How to complete this task = With the images removed, transcribe the listing that follows exactly.

··· Supplied records

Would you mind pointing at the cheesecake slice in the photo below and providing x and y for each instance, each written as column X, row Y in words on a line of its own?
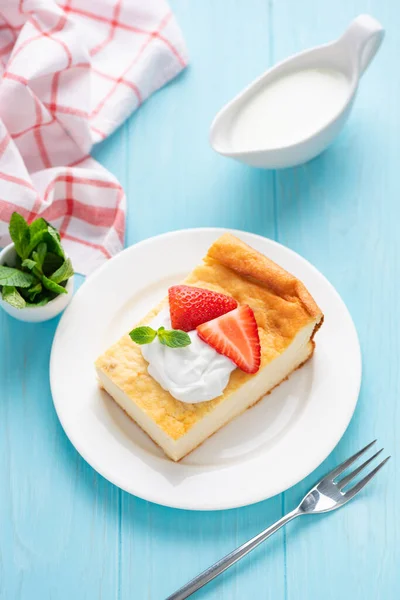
column 287, row 319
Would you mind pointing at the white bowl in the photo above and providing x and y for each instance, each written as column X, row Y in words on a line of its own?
column 40, row 313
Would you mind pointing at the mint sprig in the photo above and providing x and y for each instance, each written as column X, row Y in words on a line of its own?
column 173, row 338
column 41, row 270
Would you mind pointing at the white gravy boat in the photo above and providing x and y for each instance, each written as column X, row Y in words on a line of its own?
column 345, row 58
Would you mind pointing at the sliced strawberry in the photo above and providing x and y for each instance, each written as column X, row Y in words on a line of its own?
column 235, row 335
column 190, row 306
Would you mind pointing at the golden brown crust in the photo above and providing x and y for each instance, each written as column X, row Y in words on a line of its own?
column 234, row 254
column 282, row 307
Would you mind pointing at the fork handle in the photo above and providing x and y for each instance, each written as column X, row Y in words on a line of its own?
column 230, row 559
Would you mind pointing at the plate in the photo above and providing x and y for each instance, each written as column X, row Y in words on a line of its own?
column 261, row 453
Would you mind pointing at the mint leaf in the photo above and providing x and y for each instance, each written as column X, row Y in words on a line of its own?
column 52, row 286
column 64, row 272
column 54, row 231
column 11, row 295
column 52, row 239
column 37, row 230
column 143, row 335
column 40, row 254
column 28, row 263
column 33, row 291
column 13, row 277
column 19, row 232
column 51, row 263
column 174, row 338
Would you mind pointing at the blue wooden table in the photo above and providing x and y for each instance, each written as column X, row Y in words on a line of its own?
column 65, row 533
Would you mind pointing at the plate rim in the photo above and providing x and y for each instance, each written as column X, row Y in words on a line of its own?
column 255, row 498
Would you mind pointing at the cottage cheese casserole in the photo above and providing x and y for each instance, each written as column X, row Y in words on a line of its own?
column 286, row 320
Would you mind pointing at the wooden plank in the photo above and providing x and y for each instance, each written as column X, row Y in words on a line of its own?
column 59, row 520
column 177, row 181
column 341, row 212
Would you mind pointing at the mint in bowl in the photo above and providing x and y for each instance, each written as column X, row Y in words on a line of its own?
column 36, row 276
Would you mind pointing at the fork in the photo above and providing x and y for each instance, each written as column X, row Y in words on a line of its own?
column 327, row 495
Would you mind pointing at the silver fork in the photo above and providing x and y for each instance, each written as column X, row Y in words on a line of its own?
column 327, row 495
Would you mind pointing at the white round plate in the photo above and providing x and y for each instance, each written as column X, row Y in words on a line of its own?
column 261, row 453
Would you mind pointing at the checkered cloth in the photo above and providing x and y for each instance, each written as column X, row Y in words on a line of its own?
column 70, row 74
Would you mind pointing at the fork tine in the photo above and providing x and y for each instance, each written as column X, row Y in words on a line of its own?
column 346, row 480
column 346, row 464
column 359, row 486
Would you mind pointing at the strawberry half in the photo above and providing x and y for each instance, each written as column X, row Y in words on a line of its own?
column 235, row 335
column 190, row 306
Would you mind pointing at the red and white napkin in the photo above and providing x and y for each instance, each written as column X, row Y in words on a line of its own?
column 71, row 72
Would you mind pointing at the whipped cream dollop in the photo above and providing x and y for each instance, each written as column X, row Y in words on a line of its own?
column 195, row 373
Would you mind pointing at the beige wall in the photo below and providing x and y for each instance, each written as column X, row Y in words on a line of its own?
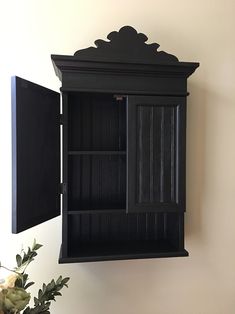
column 201, row 30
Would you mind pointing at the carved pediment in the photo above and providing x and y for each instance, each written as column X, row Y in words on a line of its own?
column 125, row 46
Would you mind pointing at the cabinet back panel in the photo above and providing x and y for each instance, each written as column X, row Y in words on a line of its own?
column 97, row 122
column 96, row 182
column 120, row 227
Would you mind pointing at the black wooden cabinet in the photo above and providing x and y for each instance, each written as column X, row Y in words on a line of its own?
column 123, row 151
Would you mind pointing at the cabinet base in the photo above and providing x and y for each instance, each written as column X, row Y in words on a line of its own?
column 122, row 251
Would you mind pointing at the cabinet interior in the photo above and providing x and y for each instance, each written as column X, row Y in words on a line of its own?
column 97, row 152
column 99, row 236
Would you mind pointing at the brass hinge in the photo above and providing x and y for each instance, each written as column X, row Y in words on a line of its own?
column 61, row 119
column 119, row 97
column 63, row 188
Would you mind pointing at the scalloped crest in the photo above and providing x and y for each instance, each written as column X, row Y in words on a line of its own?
column 125, row 46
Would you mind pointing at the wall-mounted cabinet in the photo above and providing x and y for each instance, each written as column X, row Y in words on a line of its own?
column 123, row 151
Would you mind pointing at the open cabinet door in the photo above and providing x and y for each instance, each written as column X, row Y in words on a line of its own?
column 35, row 154
column 156, row 153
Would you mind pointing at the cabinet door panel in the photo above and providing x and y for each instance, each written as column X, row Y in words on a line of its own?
column 36, row 154
column 156, row 153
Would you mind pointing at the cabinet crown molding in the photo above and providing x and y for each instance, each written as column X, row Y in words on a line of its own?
column 126, row 45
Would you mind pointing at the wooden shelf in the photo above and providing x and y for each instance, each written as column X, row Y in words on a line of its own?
column 97, row 152
column 96, row 211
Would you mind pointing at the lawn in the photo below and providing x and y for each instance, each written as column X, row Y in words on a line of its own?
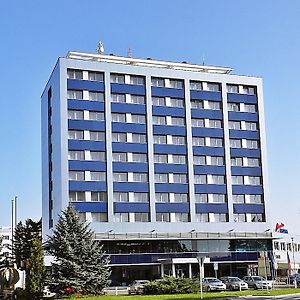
column 212, row 295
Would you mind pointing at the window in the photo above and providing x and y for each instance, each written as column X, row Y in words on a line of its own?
column 218, row 179
column 234, row 125
column 197, row 123
column 99, row 217
column 99, row 196
column 159, row 139
column 76, row 175
column 120, row 156
column 120, row 98
column 237, row 161
column 115, row 117
column 96, row 76
column 159, row 101
column 232, row 88
column 74, row 74
column 217, row 161
column 199, row 160
column 75, row 114
column 97, row 136
column 161, row 158
column 73, row 94
column 117, row 78
column 180, row 197
column 161, row 178
column 162, row 217
column 76, row 155
column 158, row 82
column 235, row 143
column 120, row 177
column 158, row 120
column 140, row 177
column 139, row 138
column 119, row 137
column 200, row 179
column 237, row 179
column 137, row 80
column 162, row 197
column 176, row 84
column 141, row 217
column 75, row 134
column 238, row 198
column 96, row 116
column 179, row 178
column 98, row 176
column 120, row 197
column 96, row 96
column 201, row 198
column 198, row 141
column 76, row 196
column 140, row 119
column 196, row 85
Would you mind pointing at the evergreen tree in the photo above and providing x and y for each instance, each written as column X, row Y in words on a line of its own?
column 79, row 262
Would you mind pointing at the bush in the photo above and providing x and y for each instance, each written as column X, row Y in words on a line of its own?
column 171, row 285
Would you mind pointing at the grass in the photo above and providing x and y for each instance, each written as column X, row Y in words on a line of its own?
column 212, row 295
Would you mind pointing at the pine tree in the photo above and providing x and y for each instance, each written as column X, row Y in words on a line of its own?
column 80, row 263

······

Finished task =
Would you mind pointing at the cheesecake slice in the photo below and providing x and y for each instance, each written as column X, row Y in words on a line of its own?
column 287, row 319
Would you mind pointing at the white bowl in the photo above and providing x and y for each instance, each written as column X, row Y in words on a line of its own?
column 40, row 313
Would you mind pointing at the mint sprig in the photo above and providing x and y for each instance, each written as column X, row Y in words on a line of its own?
column 173, row 338
column 41, row 270
Would you mind pointing at the white gravy boat in the photo above and providing x and y for each instance, each written as column X, row Y in words on a line of its own?
column 345, row 58
Would you mind pointing at the sliced strawberry in the photo above and providing x and y for each instance, each written as column X, row Y in words on a line of its own?
column 235, row 335
column 190, row 306
Would you mind pointing at the golden brown crust in the photo above and providing x and y for each instance, each written as column X, row Y in words on a line of its own?
column 234, row 254
column 282, row 307
Would you mind pointing at the fork handle in the photo above and providing x and y for each instance, each written as column X, row Y in words on a line of its own?
column 230, row 559
Would you mind pointing at the plate in the photo above and providing x and y for each instance, each written as column X, row Y in words on a line of its own?
column 261, row 453
Would you mind pointing at the mint leaf in the photo above and providing x and y for each instance, each written as column X, row Y in words on a line of its own?
column 52, row 286
column 64, row 272
column 54, row 231
column 11, row 295
column 52, row 239
column 37, row 230
column 143, row 335
column 40, row 254
column 28, row 263
column 33, row 291
column 13, row 277
column 19, row 232
column 51, row 263
column 174, row 338
Would you mind pointing at the blue wooden table in the photo above and providing x and y for each instance, each written as column X, row Y in words on a line of its own?
column 65, row 533
Would you mind pointing at the plate rim in the photo above and providing x and y for each instance, each written as column X, row Y in words on a line of its own?
column 255, row 498
Would you mind pointing at the cottage cheese casserole in the photo above and providing x and y for each instance, each written as column X, row Y in words on a line of its own?
column 286, row 320
Would you mind pointing at the wooden plank in the photo above and providing x and y for each instance, each written as column X, row Y in words on a line of its own?
column 59, row 520
column 177, row 181
column 341, row 212
Would you mind pointing at the mint in bowl in the photo above and providing x and y for each instance, each written as column X, row Y in words on a line of its own?
column 36, row 276
Would you mind pointing at the fork in the photo above and providing x and y for each instance, each written as column X, row Y in words on a line of its own?
column 327, row 495
Would you mind pointing at the silver fork in the photo above and providing x and y for each instance, each written as column X, row Y in words on a line of its own?
column 327, row 495
Would you mind pointing at the white round plate in the photo above and providing x and y for each instance, each written as column X, row Y in words on a line of its own?
column 261, row 453
Would you mind pointing at the checkered cloth in the photo above and providing x and y for each instance, each written as column X, row Y in words on a line of its own?
column 70, row 74
Would you mind pointing at the fork tine in the photo above and providing x and y for each instance, each written as column X, row Y in words on a line of its own?
column 346, row 480
column 346, row 464
column 359, row 486
Would you mind pointing at the strawberry half in the photo above and providing x and y for each instance, each written as column X, row Y in words on a line of its own?
column 235, row 335
column 190, row 306
Would you mind pointing at the red and white napkin in the photo above and providing x and y for each instance, each written as column X, row Y in words on a line of its own?
column 71, row 72
Would you mind pointing at the whipped cream dollop in the photo above and providing x and y for each instance, each written as column X, row Y in words on a line of its own?
column 195, row 373
Would you mind pointing at the beige wall in the photo below and providing x and y for each instance, each written as column X, row Y in words on a line of its own?
column 201, row 30
Would you mind pointing at the carved pediment in the photo above and providing x and y for each instance, each written as column X, row Y in words on a line of its own?
column 125, row 46
Would you mind pointing at the cabinet back panel in the photo above and providing x and y for each instance, each written as column X, row Y in words on a line of its own?
column 97, row 122
column 96, row 182
column 120, row 227
Would you mind pointing at the black wooden cabinet in the photo above and providing x and y for each instance, each written as column X, row Y in words on a line of its own?
column 123, row 151
Would you mind pointing at the cabinet base in the photo above and providing x and y for each instance, each written as column X, row Y in words on a line of its own?
column 122, row 251
Would you mind pointing at the cabinet interior in the photo above and providing x and y for each instance, each written as column X, row Y in words on a line of its own?
column 97, row 152
column 99, row 236
Would you mind pointing at the brass hinge in the photo above and providing x and y for each instance, each written as column X, row Y in words on a line of its own?
column 61, row 119
column 119, row 97
column 63, row 188
Would you mind pointing at the scalloped crest in the photo above and providing x and y for each instance, each written as column X, row Y in words on a line of its own?
column 125, row 46
Would you mind pointing at the wall-mounted cabinet in the photo above and providing x and y for each instance, each written as column X, row Y in words on a line of its own?
column 123, row 151
Would you mind pointing at the open cabinet door in the photo above and providing x and y for each instance, each written as column X, row Y in words on a line of its own?
column 35, row 154
column 156, row 153
Would you mind pointing at the cabinet door panel in the photo above and providing x and y for each instance, each written as column X, row Y in words on a line of its own?
column 36, row 154
column 156, row 153
Would you mind pointing at the cabinet crown molding in the photo above and providing x and y for each instance, each written as column X, row Y in words on a line of its own?
column 126, row 45
Would you mind pointing at the wooden shelf in the photo above and providing x and y for each instance, each written as column X, row Y in words on a line of its own?
column 97, row 152
column 96, row 211
Would you mind pointing at the lawn in the photo below and providing x and y for each instance, each written as column X, row Y in words on a line of its own?
column 212, row 295
Would you mind pointing at the window in the photo above and providing x and y for each instance, each written as column X, row Y in words on a line of its own?
column 218, row 179
column 234, row 125
column 197, row 123
column 99, row 217
column 99, row 196
column 159, row 139
column 76, row 175
column 120, row 156
column 120, row 98
column 237, row 161
column 115, row 117
column 96, row 76
column 159, row 101
column 232, row 88
column 74, row 74
column 217, row 161
column 199, row 160
column 75, row 114
column 97, row 136
column 161, row 158
column 73, row 94
column 117, row 78
column 180, row 197
column 161, row 178
column 162, row 217
column 76, row 155
column 158, row 82
column 235, row 143
column 120, row 177
column 158, row 120
column 140, row 177
column 139, row 138
column 119, row 137
column 200, row 179
column 237, row 179
column 137, row 80
column 162, row 197
column 176, row 84
column 141, row 217
column 75, row 134
column 238, row 198
column 96, row 116
column 179, row 178
column 98, row 176
column 120, row 197
column 96, row 96
column 201, row 198
column 198, row 141
column 76, row 196
column 140, row 119
column 196, row 85
Would you mind pointing at the evergreen tree in the photo above and providing x and y for each instance, each written as column X, row Y in words on a line of its own?
column 79, row 262
Would you mind pointing at the bush in the photo above and providing x and y for each instance, each written as column X, row Y in words on a line of its own?
column 171, row 285
Would you mind pointing at the grass in the photo above and providing x and y for each instance, each written as column X, row Y in words on a line of its own?
column 212, row 295
Would you mind pointing at the pine tree in the photo above and providing x and y for each instance, each written as column X, row Y in words on a line of its own?
column 80, row 263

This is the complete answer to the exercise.